## Begin Records shown
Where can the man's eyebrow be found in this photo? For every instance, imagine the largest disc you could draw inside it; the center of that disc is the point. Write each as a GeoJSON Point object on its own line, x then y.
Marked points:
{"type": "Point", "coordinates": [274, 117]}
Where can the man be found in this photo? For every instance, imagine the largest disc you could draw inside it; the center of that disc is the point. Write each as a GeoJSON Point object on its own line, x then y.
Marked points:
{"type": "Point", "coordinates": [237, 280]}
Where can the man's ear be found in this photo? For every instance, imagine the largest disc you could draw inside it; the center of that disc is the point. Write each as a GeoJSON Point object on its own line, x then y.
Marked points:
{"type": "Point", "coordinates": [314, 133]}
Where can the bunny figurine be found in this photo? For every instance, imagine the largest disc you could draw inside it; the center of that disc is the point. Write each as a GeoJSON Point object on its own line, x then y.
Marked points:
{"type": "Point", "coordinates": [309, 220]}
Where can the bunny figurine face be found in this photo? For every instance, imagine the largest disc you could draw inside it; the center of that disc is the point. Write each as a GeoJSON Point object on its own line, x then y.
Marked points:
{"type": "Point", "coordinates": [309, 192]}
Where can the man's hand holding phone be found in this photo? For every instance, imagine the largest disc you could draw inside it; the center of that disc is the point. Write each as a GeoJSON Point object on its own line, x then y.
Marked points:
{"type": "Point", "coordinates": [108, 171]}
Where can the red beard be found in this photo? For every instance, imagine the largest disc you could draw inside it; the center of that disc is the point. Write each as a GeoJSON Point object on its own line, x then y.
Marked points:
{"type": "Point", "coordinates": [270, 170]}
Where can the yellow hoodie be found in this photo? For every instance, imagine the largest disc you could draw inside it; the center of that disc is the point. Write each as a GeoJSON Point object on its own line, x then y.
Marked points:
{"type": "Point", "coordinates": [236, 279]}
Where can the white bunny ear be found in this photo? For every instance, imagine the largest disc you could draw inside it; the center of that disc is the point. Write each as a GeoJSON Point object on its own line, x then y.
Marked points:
## End Records shown
*Task prompt*: Print word for word everything from the line containing "Where can the white" down to the end of the items.

*Answer for this exercise*:
Where can the white bunny ear be found in this photo? For every instance, imagine the largest disc you could draw inside it; the center of that disc is the point. Write each as a GeoJSON Point object on its own line, x then y.
Marked points:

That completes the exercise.